Count the lines in the items below that contain the string "segment" and give only that number.
━━━━━━━━
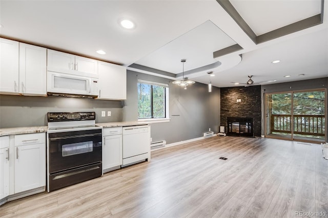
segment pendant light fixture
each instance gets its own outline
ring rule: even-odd
[[[189,80],[188,77],[184,77],[184,62],[186,61],[185,59],[181,59],[181,62],[182,62],[182,80],[177,80],[173,82],[173,84],[176,84],[182,87],[184,87],[184,89],[187,89],[187,85],[195,83],[194,81]]]
[[[211,82],[211,76],[212,73],[213,73],[213,71],[210,71],[207,72],[208,74],[210,75],[210,83],[209,83],[209,92],[212,92],[212,82]]]

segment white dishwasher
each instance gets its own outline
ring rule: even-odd
[[[150,137],[148,125],[123,127],[123,164],[122,166],[148,159]]]

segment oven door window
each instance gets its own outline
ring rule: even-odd
[[[93,142],[92,141],[89,141],[63,145],[61,149],[61,155],[63,157],[66,157],[79,154],[88,153],[92,152],[92,151],[93,151]]]

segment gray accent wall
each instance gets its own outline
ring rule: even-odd
[[[217,133],[220,125],[220,89],[208,92],[206,84],[195,83],[183,88],[173,80],[128,71],[127,100],[123,103],[123,120],[138,119],[138,79],[169,84],[170,122],[152,123],[153,141],[166,140],[167,144],[200,137],[211,130]]]
[[[101,111],[111,112],[101,117]],[[48,112],[95,112],[97,123],[121,121],[121,101],[59,96],[0,95],[0,128],[47,125]]]

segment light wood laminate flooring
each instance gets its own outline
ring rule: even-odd
[[[328,160],[320,145],[216,136],[7,203],[0,216],[292,217],[297,211],[327,217]]]

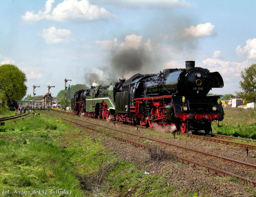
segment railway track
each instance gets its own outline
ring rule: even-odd
[[[29,113],[25,113],[25,114],[23,113],[21,114],[16,114],[16,115],[14,115],[11,116],[5,117],[3,118],[0,118],[0,122],[4,122],[5,121],[9,120],[11,120],[13,119],[18,118],[28,115],[28,114],[29,114]],[[2,124],[1,124],[1,125],[4,125],[4,124],[2,123]]]
[[[59,115],[59,114],[55,114],[61,116],[61,115]],[[100,127],[102,127],[105,129],[111,129],[112,130],[114,130],[116,132],[117,132],[119,133],[122,132],[123,133],[125,133],[125,134],[133,135],[133,136],[135,136],[136,137],[143,138],[144,139],[147,139],[147,140],[151,140],[151,141],[154,141],[157,142],[158,143],[160,143],[162,144],[172,146],[175,146],[175,147],[178,147],[179,149],[182,149],[186,150],[187,151],[192,151],[192,152],[196,152],[197,153],[200,153],[201,154],[207,155],[207,156],[214,157],[214,158],[217,158],[218,159],[219,159],[219,160],[220,159],[220,160],[225,160],[225,161],[227,161],[229,162],[231,162],[235,163],[237,164],[239,164],[240,165],[243,165],[244,166],[246,166],[246,167],[249,167],[253,168],[254,169],[256,169],[256,165],[254,165],[254,164],[249,164],[249,163],[245,163],[244,162],[241,162],[240,161],[233,160],[233,159],[226,158],[224,157],[219,156],[216,155],[203,152],[202,152],[200,151],[193,150],[193,149],[191,149],[190,148],[187,148],[187,147],[184,147],[184,146],[179,146],[179,145],[177,145],[176,144],[172,144],[172,143],[169,143],[167,142],[165,142],[165,141],[159,140],[157,140],[156,139],[153,139],[152,138],[146,137],[145,136],[141,136],[140,135],[138,135],[138,134],[134,134],[134,133],[131,133],[127,132],[125,131],[121,131],[120,130],[114,129],[113,128],[110,128],[109,127],[103,126],[102,125],[98,125],[98,124],[88,122],[88,121],[84,120],[81,120],[80,118],[73,118],[73,117],[67,117],[67,116],[65,116],[65,117],[68,117],[70,119],[72,119],[76,120],[76,121],[82,121],[82,122],[84,122],[84,123],[91,124],[93,126],[93,127],[90,127],[90,126],[88,126],[87,125],[82,125],[79,122],[75,122],[75,121],[74,121],[72,120],[68,120],[67,119],[62,118],[62,119],[64,120],[70,121],[70,122],[73,122],[74,124],[75,124],[77,125],[79,125],[79,126],[84,127],[87,128],[88,129],[89,129],[90,130],[93,130],[100,132],[100,133],[104,133],[107,135],[111,136],[111,137],[114,137],[116,139],[117,139],[119,140],[121,140],[122,141],[132,144],[136,146],[144,148],[144,149],[148,149],[148,146],[146,145],[142,144],[141,143],[138,143],[138,142],[134,141],[133,140],[131,140],[126,139],[126,138],[121,137],[117,136],[116,135],[114,135],[113,134],[111,134],[111,133],[109,133],[108,132],[106,132],[105,131],[101,131],[101,130],[99,130],[99,129],[95,129],[95,127],[96,127],[95,126],[98,126]],[[256,182],[255,181],[249,180],[248,178],[244,178],[244,177],[242,177],[241,176],[238,176],[237,175],[235,175],[234,174],[230,173],[229,173],[228,171],[224,171],[224,170],[221,170],[219,169],[217,169],[216,168],[211,167],[211,166],[209,166],[208,165],[205,165],[205,164],[202,164],[201,163],[197,162],[192,161],[191,160],[189,160],[189,159],[186,159],[186,158],[184,158],[180,157],[177,157],[177,158],[179,159],[179,160],[182,163],[186,163],[186,164],[192,164],[193,166],[195,166],[197,167],[203,167],[205,170],[206,170],[208,172],[216,174],[216,175],[218,175],[219,176],[224,176],[224,177],[226,177],[226,176],[236,177],[238,179],[239,179],[240,180],[241,180],[243,182],[250,183],[254,186],[256,186]]]
[[[72,115],[73,116],[76,116],[76,115],[74,114],[72,112],[64,112],[64,111],[59,111],[59,112],[61,113],[64,113],[66,114],[69,115]],[[91,117],[90,116],[88,116],[89,117]],[[117,121],[113,121],[113,122],[115,122],[115,124],[119,124],[122,122],[117,122]],[[150,129],[152,130],[155,130],[156,129],[154,128],[146,128],[144,126],[136,126],[138,128],[141,128],[142,129]],[[239,138],[239,137],[232,137],[232,136],[225,136],[225,135],[218,135],[218,134],[209,134],[210,135],[211,137],[207,137],[207,136],[205,136],[203,135],[193,135],[193,134],[186,134],[186,133],[182,133],[180,132],[176,132],[176,134],[178,135],[183,135],[185,136],[186,136],[189,137],[191,137],[191,138],[194,138],[196,139],[199,139],[200,140],[204,139],[205,140],[207,141],[213,141],[215,142],[218,142],[218,143],[222,143],[225,144],[229,144],[229,145],[236,145],[236,146],[242,146],[244,147],[244,150],[247,151],[249,151],[249,150],[256,150],[256,145],[253,145],[253,144],[250,144],[249,143],[241,143],[241,142],[238,142],[234,141],[230,141],[230,140],[227,140],[226,139],[230,139],[231,140],[233,140],[234,139],[237,139],[237,140],[245,140],[247,141],[248,142],[255,142],[256,143],[256,140],[252,140],[252,139],[245,139],[245,138]]]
━━━━━━━━
▸ **Exercise response**:
6